>> Start MATERIAL PROVIDED

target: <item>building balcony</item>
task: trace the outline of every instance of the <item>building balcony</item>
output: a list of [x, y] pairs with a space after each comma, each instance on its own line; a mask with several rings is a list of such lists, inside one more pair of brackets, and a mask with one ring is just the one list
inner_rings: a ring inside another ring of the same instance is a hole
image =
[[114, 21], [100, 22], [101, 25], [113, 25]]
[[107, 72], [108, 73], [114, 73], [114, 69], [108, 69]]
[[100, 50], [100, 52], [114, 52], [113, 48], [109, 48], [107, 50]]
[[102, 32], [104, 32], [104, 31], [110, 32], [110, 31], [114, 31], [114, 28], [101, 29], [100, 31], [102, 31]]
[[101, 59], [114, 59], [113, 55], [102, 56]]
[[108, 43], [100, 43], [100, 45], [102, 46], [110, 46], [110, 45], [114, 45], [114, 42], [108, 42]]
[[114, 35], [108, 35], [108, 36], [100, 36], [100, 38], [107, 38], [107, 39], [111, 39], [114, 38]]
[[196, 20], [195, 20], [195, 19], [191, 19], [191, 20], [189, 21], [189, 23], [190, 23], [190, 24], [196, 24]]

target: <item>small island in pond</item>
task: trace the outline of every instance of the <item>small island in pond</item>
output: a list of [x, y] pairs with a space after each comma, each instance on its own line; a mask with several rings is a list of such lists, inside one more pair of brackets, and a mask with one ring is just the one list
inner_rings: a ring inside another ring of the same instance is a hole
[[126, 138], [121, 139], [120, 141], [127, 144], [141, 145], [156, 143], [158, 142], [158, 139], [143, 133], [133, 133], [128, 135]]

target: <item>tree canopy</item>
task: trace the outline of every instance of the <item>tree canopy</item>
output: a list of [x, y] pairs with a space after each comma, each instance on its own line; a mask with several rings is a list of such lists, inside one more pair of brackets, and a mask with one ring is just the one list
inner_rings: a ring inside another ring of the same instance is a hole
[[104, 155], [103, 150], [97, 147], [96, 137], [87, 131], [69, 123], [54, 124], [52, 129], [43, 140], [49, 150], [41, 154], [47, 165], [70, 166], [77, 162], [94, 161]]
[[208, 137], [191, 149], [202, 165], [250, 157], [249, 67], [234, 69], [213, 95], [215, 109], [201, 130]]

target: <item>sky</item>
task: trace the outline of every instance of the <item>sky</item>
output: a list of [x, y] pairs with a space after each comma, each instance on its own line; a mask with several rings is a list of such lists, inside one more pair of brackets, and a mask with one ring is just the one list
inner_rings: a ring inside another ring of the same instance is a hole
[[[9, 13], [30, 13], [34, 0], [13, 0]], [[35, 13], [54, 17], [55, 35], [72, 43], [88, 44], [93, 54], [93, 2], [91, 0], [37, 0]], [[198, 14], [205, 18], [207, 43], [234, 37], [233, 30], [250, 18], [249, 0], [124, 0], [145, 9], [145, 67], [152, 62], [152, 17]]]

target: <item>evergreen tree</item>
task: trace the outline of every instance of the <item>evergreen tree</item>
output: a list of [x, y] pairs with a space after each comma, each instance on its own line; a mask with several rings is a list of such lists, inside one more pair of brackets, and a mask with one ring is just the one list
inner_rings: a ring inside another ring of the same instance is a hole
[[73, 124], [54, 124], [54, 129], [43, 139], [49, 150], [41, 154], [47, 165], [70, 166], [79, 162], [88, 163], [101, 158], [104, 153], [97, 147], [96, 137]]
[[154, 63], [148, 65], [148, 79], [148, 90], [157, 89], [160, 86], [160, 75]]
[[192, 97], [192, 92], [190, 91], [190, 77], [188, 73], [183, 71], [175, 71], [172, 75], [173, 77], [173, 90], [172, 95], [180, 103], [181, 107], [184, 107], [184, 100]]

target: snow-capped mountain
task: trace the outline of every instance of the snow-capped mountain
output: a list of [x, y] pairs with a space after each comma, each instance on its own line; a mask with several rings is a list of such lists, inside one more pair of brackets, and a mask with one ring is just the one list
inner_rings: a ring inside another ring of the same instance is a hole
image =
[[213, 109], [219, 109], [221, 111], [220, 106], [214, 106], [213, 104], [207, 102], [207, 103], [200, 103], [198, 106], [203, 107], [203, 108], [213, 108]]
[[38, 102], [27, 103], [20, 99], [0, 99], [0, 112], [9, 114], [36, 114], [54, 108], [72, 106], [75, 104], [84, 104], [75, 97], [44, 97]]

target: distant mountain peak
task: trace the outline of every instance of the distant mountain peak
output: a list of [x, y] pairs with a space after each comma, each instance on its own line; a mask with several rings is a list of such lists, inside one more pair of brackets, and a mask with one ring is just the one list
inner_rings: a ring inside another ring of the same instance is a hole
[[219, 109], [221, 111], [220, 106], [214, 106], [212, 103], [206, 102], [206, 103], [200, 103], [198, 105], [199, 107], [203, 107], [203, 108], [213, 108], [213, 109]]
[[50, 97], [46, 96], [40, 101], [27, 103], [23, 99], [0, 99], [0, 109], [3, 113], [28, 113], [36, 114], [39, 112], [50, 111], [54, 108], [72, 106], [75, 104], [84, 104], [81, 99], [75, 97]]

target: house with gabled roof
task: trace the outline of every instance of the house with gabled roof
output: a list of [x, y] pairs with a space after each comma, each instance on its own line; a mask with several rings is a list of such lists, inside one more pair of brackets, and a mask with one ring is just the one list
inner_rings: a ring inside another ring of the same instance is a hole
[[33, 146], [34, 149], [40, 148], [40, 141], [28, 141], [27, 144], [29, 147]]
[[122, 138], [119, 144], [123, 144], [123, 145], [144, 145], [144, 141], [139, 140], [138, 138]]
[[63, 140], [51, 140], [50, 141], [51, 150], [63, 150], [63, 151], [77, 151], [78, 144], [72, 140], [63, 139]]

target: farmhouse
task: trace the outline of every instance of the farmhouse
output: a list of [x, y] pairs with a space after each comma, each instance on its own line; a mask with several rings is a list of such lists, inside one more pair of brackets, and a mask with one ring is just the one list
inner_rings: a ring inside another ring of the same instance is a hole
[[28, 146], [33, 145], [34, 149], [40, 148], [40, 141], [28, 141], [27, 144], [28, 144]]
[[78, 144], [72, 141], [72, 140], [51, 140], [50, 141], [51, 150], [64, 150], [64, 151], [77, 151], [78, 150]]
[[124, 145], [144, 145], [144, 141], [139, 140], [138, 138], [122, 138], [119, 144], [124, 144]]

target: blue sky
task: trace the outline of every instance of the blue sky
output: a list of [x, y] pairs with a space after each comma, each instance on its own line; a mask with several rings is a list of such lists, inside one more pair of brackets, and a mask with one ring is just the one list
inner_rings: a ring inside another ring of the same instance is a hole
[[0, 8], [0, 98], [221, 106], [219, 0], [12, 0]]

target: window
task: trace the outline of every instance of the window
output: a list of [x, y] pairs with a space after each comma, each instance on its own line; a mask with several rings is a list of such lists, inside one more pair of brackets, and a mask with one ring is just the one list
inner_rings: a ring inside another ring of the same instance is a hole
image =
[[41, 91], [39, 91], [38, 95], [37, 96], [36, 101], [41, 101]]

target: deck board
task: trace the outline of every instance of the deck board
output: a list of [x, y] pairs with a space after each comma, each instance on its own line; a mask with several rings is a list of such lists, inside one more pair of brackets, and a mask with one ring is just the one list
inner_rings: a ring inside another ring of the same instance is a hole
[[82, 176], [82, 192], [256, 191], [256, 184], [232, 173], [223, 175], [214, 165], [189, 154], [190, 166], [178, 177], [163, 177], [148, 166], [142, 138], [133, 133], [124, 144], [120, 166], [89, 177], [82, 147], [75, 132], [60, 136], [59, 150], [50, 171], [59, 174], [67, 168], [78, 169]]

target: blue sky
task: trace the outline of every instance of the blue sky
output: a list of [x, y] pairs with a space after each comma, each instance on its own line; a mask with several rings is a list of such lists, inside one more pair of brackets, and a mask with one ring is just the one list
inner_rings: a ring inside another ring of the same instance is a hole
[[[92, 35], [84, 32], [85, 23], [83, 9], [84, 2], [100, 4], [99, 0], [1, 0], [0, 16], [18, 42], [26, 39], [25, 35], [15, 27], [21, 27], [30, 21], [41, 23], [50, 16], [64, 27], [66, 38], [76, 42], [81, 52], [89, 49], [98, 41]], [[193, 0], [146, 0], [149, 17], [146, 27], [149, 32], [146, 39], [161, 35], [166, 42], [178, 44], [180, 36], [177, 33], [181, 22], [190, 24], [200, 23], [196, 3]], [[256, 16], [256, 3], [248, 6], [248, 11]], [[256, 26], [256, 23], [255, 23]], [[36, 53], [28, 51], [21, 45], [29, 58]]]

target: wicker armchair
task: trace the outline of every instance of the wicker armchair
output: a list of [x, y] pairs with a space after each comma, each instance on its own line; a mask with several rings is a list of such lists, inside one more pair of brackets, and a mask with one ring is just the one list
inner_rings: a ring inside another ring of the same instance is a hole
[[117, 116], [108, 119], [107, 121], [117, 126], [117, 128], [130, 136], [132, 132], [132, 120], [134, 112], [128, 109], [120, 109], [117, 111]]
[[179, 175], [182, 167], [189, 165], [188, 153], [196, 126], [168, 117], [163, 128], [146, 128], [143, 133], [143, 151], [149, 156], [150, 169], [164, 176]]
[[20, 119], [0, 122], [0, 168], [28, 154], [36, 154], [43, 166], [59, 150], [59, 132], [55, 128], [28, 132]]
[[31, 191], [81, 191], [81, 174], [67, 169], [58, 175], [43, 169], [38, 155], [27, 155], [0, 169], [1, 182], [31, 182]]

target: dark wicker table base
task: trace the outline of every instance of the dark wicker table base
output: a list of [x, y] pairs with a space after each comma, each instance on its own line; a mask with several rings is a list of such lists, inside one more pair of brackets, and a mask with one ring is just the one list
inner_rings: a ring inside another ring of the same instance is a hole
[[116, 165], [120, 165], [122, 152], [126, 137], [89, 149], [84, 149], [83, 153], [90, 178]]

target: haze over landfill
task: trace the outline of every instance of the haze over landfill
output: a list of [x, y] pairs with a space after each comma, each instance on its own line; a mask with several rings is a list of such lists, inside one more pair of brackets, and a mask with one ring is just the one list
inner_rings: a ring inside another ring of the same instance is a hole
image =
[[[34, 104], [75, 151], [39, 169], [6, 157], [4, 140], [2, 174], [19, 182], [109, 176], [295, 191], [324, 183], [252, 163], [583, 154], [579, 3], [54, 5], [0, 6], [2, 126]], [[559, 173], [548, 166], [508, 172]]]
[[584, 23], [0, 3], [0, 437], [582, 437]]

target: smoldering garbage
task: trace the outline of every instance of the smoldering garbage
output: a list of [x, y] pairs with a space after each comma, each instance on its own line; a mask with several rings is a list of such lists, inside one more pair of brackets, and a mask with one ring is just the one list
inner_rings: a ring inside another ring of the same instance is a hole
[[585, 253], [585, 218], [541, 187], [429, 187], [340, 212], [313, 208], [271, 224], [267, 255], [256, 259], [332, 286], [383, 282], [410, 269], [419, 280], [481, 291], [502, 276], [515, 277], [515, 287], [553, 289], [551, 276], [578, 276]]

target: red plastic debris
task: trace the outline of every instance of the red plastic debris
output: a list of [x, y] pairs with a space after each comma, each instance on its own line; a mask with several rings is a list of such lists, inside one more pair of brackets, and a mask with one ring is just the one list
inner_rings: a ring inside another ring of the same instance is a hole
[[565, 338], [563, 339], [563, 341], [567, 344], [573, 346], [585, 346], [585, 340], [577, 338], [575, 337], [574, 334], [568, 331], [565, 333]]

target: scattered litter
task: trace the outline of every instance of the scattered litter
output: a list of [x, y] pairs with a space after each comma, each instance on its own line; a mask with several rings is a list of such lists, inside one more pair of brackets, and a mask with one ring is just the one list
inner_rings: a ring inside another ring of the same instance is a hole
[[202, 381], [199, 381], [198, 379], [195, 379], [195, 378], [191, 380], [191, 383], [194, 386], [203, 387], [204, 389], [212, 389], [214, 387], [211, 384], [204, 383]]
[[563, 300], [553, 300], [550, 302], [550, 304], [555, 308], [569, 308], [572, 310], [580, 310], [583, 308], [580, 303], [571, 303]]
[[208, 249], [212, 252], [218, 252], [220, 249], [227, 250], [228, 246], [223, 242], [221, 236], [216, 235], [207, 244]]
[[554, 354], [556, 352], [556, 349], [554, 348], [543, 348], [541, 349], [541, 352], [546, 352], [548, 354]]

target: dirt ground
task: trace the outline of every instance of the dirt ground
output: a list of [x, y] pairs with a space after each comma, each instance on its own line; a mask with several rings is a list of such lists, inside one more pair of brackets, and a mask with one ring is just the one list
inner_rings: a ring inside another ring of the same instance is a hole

>> End MATERIAL PROVIDED

EXERCISE
Reproduce the records from the line that has "target: <item>evergreen tree</item>" through the line that has "86], [160, 75]]", changing every "instance" to "object" and leaving the rest unaltered.

EXERCISE RESULT
target: <item>evergreen tree</item>
task: trace the outline of every object of the <item>evergreen tree</item>
output: a list of [x, y] pairs with a space after each comma, each object on its own line; a mask with several rings is a list of such lists, inside one more pair of brackets, and a mask with one ring is just the one list
inner_rings: a ring inside another ring of the same object is a hole
[[73, 124], [54, 124], [54, 129], [43, 139], [49, 150], [41, 154], [47, 165], [70, 166], [79, 162], [88, 163], [101, 158], [104, 153], [97, 147], [96, 137]]
[[154, 63], [148, 65], [148, 79], [148, 90], [157, 89], [160, 86], [160, 75]]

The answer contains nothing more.